**Passage provided**.
^^^^^^^^^^^^^^^^
Center Yourself in Your Story

Winter greetings from San Diego!  I hope you have been having a gentle January.  It is raining here today, and the power is out – perfect conditions for writing a blog post 🙂  I wanted to dive into a concept that resonated with some people on my instagram page…the idea of centering yourself in your story, and how that plays an important plays in healing from religious trauma.  Let’s get into it!

In my practice working with religious trauma and spiritual abuse survivors, some version of the following exchange happens often:

Client:  (explains a difficult/challenging situation they experienced)

Me:  “That sounds really painful.  How has that affected you?”

Client: (explains all the ways in which the difficult situation affected everyone else in the story)

Me:  “I get the sense that it might be difficult for you to access how you feel about what happened.”  

Client:  (minimizes their experience and puts everyone else at the center of the story)

Me:  Maybe it’s time you allow yourself to have your own feelings about what happened?

For people who have experienced religious trauma, they may have been taught that it is a virtue to put others before themselves. While that is not inherently bad or wrong, unfortunately this is often taken to the extreme in faith communities and people are taught that it is sinful and selfish to put themselves first in any way. They end up neglecting themselves, their needs, their wants, and their feelings, and potentially compromise who they are because they believe their needs, wants, and feelings matter less than the needs, wants, and feelings of everyone else.
^^^^^^^^^^^^^^^^
Contour annotation records:
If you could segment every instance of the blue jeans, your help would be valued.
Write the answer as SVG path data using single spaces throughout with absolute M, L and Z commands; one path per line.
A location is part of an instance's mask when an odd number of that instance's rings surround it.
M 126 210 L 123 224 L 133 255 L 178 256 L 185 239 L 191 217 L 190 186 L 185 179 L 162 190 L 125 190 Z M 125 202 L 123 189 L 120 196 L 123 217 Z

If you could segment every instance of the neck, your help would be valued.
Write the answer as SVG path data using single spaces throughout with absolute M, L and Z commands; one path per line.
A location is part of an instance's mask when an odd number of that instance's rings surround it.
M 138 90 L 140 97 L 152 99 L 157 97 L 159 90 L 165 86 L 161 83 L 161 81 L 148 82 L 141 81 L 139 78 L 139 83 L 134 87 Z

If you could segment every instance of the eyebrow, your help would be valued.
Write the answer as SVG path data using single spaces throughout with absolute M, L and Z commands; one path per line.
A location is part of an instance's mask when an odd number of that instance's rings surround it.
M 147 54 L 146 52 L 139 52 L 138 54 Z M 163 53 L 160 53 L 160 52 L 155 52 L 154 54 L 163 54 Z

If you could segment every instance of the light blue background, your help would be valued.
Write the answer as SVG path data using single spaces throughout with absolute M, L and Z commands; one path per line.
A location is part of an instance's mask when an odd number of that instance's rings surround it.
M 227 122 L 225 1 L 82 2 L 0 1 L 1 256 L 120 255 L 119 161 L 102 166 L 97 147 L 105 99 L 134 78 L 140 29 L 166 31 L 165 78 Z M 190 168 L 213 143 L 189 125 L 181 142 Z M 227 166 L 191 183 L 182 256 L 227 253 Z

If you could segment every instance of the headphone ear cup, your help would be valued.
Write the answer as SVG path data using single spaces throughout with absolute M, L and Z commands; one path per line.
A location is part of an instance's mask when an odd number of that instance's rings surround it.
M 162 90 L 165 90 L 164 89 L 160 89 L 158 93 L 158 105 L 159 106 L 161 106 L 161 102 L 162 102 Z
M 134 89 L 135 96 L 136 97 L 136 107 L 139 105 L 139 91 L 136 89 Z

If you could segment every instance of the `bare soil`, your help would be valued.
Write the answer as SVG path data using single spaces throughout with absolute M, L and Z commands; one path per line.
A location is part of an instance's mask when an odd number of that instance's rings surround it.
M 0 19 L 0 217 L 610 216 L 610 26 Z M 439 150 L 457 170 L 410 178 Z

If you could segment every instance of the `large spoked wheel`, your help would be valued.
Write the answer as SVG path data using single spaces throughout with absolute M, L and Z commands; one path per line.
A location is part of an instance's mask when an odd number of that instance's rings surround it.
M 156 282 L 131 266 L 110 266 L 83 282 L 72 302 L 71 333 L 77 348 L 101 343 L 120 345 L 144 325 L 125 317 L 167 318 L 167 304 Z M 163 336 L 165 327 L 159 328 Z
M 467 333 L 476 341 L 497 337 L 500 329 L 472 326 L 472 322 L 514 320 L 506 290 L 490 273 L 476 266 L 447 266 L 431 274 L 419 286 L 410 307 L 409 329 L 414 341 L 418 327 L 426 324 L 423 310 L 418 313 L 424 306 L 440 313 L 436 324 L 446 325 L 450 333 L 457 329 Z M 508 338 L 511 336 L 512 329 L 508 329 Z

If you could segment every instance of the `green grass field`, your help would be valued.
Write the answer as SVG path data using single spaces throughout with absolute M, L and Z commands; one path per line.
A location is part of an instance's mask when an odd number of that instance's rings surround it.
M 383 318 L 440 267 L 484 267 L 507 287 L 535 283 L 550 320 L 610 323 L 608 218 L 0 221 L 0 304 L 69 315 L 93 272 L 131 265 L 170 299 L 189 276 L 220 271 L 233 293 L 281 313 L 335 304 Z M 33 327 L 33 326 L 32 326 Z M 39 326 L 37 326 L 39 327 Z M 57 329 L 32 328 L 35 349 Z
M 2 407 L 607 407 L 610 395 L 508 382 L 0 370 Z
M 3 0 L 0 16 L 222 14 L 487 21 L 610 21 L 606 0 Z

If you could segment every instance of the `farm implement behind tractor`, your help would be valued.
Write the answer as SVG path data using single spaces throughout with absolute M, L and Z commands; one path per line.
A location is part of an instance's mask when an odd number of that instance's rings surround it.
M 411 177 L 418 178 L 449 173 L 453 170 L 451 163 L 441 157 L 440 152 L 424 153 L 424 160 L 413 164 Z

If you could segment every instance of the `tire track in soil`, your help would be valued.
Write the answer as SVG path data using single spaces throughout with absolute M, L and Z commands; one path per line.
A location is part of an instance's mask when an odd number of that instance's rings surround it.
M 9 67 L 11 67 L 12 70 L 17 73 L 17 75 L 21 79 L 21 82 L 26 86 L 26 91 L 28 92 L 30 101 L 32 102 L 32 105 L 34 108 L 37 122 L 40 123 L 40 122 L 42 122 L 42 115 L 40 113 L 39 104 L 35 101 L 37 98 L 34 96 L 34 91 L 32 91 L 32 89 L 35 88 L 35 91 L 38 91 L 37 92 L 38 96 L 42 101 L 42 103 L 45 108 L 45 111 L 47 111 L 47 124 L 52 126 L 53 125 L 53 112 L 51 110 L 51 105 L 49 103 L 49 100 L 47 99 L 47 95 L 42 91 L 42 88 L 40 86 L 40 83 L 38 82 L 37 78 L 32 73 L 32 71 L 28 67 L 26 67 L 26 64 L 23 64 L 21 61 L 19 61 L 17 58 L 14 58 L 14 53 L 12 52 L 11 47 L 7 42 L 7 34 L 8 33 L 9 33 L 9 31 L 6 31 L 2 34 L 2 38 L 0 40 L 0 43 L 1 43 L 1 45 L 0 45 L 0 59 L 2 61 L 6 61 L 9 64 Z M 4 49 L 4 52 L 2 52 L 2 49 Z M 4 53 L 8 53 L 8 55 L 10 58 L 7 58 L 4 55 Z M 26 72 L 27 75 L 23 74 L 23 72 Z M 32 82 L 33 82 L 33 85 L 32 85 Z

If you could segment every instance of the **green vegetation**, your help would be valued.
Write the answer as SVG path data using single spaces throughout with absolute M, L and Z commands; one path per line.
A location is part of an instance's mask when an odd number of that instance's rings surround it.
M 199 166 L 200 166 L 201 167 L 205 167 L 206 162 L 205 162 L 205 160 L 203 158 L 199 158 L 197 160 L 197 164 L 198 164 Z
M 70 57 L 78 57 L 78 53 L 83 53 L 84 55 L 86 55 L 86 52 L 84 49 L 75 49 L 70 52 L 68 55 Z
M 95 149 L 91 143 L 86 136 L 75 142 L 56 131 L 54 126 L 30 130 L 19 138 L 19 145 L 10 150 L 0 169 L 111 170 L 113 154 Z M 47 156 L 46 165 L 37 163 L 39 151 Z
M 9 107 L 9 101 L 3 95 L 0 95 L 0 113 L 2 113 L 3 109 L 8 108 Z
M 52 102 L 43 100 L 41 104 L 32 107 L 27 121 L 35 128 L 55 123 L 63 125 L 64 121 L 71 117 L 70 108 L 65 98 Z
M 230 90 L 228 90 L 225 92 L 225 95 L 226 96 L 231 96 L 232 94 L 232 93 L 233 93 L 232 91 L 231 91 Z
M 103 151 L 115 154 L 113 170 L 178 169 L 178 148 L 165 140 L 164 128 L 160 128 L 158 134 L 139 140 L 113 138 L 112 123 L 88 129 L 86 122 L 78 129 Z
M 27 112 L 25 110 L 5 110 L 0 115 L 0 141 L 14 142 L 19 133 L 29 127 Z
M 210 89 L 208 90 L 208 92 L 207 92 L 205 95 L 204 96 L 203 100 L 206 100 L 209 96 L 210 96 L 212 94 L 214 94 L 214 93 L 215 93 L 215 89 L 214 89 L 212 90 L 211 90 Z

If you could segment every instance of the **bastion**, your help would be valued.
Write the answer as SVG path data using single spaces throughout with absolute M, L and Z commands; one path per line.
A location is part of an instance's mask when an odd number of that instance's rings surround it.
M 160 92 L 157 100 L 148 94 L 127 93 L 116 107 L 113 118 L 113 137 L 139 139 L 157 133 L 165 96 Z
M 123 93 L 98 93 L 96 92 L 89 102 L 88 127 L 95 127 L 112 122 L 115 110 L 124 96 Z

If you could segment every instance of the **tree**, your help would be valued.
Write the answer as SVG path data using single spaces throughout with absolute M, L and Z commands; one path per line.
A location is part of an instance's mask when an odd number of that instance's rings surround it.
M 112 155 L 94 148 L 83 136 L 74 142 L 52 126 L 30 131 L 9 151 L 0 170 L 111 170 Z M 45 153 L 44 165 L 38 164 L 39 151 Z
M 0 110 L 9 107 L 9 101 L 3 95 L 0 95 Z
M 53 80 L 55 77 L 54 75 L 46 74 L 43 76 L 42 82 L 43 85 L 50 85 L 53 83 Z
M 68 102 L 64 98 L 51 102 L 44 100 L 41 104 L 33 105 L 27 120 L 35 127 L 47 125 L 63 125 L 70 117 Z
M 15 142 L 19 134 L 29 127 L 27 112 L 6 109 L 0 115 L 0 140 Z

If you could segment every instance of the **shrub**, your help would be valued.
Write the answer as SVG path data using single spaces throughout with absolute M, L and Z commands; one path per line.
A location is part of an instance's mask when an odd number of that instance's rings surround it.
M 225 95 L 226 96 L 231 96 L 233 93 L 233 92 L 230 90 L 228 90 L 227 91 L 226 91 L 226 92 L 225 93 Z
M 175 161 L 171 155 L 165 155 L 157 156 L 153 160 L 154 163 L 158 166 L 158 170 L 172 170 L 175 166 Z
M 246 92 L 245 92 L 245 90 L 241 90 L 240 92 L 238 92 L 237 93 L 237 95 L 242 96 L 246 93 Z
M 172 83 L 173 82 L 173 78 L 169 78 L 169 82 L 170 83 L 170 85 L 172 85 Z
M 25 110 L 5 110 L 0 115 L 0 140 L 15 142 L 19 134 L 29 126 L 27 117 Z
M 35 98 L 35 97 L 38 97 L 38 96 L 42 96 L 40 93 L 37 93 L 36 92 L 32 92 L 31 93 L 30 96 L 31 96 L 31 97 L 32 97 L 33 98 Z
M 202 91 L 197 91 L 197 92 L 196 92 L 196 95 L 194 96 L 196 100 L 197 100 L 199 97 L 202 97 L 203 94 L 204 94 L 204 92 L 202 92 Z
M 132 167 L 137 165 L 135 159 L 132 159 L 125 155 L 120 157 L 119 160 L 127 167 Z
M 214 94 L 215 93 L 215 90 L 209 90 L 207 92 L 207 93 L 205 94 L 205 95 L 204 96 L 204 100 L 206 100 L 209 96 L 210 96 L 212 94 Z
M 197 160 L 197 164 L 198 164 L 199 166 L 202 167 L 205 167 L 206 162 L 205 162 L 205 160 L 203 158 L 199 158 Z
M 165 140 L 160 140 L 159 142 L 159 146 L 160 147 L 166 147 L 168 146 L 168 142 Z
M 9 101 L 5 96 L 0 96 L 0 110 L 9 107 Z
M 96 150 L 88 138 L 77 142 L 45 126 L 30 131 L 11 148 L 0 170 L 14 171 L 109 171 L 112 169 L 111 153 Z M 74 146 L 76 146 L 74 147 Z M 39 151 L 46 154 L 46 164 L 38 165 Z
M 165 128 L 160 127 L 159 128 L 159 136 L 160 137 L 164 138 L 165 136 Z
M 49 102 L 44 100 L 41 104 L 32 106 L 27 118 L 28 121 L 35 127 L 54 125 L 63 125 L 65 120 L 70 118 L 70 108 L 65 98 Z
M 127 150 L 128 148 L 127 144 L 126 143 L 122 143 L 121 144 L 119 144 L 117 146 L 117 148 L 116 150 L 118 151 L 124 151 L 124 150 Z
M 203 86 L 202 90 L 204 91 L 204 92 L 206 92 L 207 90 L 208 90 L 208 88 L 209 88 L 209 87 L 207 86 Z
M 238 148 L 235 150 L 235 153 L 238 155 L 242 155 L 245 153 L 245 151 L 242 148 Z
^^^^^^^^^^^^^^^^
**Job 1**. Update the section of the post on centering yourself in your story that opens with the words containing "Client:  (explains a" and closes with "of the story)", putting "Survivor" wherever "Client" appears.
**Job 2**. According to the post on centering yourself in your story, what do people who were taught to put others first end up neglecting? Name every item it lists.

**Final answer 1**.
Survivor:  (explains a difficult/challenging situation they experienced)

Me:  “That sounds really painful.  How has that affected you?”

Survivor: (explains all the ways in which the difficult situation affected everyone else in the story)

Me:  “I get the sense that it might be difficult for you to access how you feel about what happened.”  

Survivor:  (minimizes their experience and puts everyone else at the center of the story)

**Final answer 2**. Themselves, their needs, their wants, and their feelings.